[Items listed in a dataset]
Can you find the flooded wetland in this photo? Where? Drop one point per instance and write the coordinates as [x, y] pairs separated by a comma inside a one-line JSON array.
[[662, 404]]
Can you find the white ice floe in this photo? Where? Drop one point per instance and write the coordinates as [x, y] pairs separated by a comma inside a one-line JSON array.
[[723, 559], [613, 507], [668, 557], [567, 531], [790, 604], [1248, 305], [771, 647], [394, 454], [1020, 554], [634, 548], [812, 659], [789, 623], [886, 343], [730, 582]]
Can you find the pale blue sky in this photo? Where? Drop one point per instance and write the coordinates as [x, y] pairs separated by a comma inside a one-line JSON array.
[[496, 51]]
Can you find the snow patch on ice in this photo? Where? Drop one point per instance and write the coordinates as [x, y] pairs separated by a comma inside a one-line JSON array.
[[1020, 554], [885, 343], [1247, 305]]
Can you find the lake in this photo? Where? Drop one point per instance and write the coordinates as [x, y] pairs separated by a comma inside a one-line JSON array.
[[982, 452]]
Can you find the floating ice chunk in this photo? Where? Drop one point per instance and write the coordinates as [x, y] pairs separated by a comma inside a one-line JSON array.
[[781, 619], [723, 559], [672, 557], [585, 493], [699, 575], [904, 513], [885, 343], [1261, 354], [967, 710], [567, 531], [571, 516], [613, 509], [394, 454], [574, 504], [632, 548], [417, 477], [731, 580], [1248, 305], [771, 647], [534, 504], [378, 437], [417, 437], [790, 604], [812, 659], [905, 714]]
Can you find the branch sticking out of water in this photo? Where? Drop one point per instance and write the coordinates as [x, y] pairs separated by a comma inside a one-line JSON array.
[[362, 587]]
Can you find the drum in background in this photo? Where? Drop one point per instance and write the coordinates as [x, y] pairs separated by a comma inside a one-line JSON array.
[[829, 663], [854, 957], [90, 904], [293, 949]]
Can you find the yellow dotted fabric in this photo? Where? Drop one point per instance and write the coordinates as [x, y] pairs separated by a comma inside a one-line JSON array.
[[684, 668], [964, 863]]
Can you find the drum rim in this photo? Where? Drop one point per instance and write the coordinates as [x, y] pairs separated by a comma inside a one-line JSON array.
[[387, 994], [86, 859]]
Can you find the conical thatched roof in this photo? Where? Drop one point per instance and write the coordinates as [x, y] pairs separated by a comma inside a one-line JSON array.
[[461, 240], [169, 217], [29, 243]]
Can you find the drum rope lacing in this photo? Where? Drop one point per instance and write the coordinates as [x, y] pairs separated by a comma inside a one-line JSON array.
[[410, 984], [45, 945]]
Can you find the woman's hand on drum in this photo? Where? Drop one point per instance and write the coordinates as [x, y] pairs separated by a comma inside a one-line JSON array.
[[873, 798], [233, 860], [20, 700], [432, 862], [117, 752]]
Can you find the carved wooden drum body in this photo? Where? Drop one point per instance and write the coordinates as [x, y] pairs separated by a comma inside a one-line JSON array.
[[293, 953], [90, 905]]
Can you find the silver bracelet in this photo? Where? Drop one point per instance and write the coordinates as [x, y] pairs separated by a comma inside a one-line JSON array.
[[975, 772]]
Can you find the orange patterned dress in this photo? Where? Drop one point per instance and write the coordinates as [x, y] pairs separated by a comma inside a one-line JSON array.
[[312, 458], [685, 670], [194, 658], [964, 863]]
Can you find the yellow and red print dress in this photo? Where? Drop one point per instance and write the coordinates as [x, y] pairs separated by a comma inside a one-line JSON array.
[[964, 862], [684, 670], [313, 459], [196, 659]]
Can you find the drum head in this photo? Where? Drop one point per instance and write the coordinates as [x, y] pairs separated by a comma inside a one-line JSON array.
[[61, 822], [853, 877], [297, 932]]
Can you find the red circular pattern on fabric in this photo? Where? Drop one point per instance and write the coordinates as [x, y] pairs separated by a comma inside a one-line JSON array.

- EXERCISE INSTRUCTIONS
Give the entries again, every one of them exactly.

- TASK RESPONSE
Can you find the flooded wetland in this photo? Where? Drop one point per instance and write the coordinates as [x, y] pairs separated by a comma inside a one-line JSON array.
[[662, 404]]
Can you find the white ice floe in this photo? Where? Drop one point per instance and write the coordinates as [x, y] pairs separated by a comma inside a one-line JSON array.
[[723, 559], [613, 507], [668, 557], [567, 531], [790, 604], [1248, 305], [771, 647], [394, 454], [1020, 554], [634, 548], [812, 659], [789, 623], [886, 343], [730, 582]]
Can you find the pale blue sky in this photo? Where? Drop one point per instance and write the coordinates as [x, y] pairs separated by a comma inside a one-line JSON array.
[[496, 51]]
Can you find the snow patch on ice in this photo? Where? Drop one point per instance and write the coordinates as [x, y] pairs separated by a comma inside a one-line JSON array.
[[1020, 554], [885, 343], [1247, 305]]
Can you find the lake in this photo? Where? Drop one point per instance and write the coordinates as [x, y] pairs separated by a comma inside a one-line JSON array.
[[982, 452]]
Can you find the floating ice chunk in this photo? Where? Drop one point per instance and write the coordinates as [x, y] pairs separated by a comma inside a one-line JSON array.
[[781, 619], [723, 559], [672, 557], [585, 493], [699, 575], [904, 513], [885, 343], [1261, 354], [967, 710], [567, 531], [571, 516], [613, 509], [394, 454], [574, 504], [632, 548], [417, 477], [731, 580], [1248, 305], [771, 647], [534, 504], [378, 437], [417, 437], [790, 604], [812, 659], [905, 714]]
Can you find the branch sticking out of water in this photo? Where? Drop one point per instance and write the coordinates as [x, y] pairs separated by a comma inside a one-line JSON array.
[[362, 587]]
Can you find the drum in background in this photo? Where? Drop one point per instance and write the coordinates as [x, y] pairs separated by a comma inside a one-line JSON array.
[[829, 663], [854, 957], [90, 904], [293, 949]]
Can you find the yellow dotted fabric in this photo? Where? Drop one point per instance and write the coordinates as [x, y] pairs separated by a comma inside a one-line JSON array.
[[684, 668], [964, 863]]
Can you find the drum rim in this photo? Where? Drop one point per instance and write the coordinates as [x, y] pairs separated by a comma inside a one-line JSON array.
[[387, 994], [86, 859]]
Can you find the conical thatched roof in this photo? Where? Drop one point per instance and write the coordinates as [x, y] pairs separated by a comma inside a one-line JSON array.
[[461, 240], [169, 217], [29, 243]]
Can you find the drum rope lacing in this photo? Where? Drop one point per instance and write the coordinates as [x, y] pairs separated by a comma inside a one-line JSON array.
[[410, 984], [45, 945]]
Can you find the woman's hand on drum in this photo? Where? Drop one point per instance and write the coordinates as [x, y] pairs separated by a comma inside a one-line JSON array.
[[873, 798], [233, 860], [20, 700], [432, 862], [117, 752]]
Can you find the carved wooden drum body in this photo? Where? Drop one point per instance and write the coordinates as [x, y] pairs separated by a comma inside a one-line JSON array.
[[293, 953], [90, 905]]
Can you find the silver bracelet in this photo? Where? Drop one point per instance and write the coordinates as [x, y] pairs separated by a comma inside a one-line JSON array.
[[975, 772]]
Can you find the orange patterned dress in this photo? Where? Drop one point per instance and write the coordinates as [x, y] pairs separated by a comma inside a one-line JSON array.
[[312, 458], [685, 670], [194, 658], [964, 863]]
Can you find the yellow and red print dress in this photo? Where? Drop one point per instance and write the coordinates as [x, y] pairs separated by a comma inside a one-line JSON array.
[[964, 862], [684, 670], [313, 459], [196, 659]]
Can you find the drum head in this photo? Where? Drop one point per instance and write the coordinates as [x, y] pairs separated by a comma inside a one-line JSON array.
[[61, 822], [853, 877], [297, 932]]
Can you find the red circular pattern on fabric in this photo? Where? Drop one point per instance and write the coordinates as [x, y] pairs separated by a comma inside a one-line JSON array.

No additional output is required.